## OBJETIVO DO EXERCÍCIO
Identifique nas linhas abaixo cada uma que contém a palavra "storage" e copie essas linhas.

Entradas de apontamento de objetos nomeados
========
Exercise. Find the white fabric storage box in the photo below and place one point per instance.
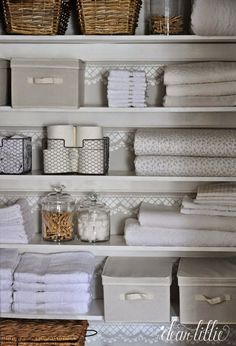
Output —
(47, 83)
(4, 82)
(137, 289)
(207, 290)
========
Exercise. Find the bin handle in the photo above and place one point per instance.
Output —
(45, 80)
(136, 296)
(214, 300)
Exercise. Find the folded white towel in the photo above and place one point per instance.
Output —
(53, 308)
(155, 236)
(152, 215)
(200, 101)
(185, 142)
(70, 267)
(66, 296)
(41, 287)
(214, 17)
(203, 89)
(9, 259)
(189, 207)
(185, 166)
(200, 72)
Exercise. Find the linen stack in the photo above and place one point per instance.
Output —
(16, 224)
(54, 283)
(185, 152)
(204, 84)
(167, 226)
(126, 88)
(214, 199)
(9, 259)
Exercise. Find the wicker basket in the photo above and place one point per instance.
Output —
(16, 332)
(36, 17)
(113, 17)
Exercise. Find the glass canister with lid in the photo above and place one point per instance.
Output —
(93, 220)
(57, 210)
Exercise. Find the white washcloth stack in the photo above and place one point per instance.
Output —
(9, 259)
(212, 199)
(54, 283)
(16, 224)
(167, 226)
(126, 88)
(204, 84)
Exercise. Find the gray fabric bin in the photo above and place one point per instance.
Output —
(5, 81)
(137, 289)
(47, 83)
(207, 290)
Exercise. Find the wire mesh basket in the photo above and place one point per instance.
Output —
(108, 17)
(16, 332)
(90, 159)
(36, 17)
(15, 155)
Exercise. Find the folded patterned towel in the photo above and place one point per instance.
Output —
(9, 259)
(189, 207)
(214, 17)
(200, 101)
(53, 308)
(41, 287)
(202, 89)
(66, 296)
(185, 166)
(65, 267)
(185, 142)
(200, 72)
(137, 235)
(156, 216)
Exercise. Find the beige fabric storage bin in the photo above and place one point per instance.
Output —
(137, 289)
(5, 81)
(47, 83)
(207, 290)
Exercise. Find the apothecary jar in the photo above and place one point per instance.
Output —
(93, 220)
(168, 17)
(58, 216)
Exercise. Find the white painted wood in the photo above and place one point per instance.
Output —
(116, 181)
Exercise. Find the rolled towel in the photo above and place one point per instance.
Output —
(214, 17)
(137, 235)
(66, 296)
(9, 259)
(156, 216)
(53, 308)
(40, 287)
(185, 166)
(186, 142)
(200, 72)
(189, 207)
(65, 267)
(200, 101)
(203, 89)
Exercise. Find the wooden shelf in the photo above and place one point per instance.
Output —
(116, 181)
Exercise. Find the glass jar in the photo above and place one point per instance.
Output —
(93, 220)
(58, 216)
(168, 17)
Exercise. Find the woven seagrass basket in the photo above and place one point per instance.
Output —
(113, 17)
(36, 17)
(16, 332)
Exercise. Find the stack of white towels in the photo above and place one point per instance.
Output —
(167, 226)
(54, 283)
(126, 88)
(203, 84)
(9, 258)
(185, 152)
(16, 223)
========
## RESPOSTA CORRETA
Exercise. Find the white fabric storage box in the photo below and place one point per instance.
Exercise. Find the beige fabric storage bin in the photo above and place one point per instance.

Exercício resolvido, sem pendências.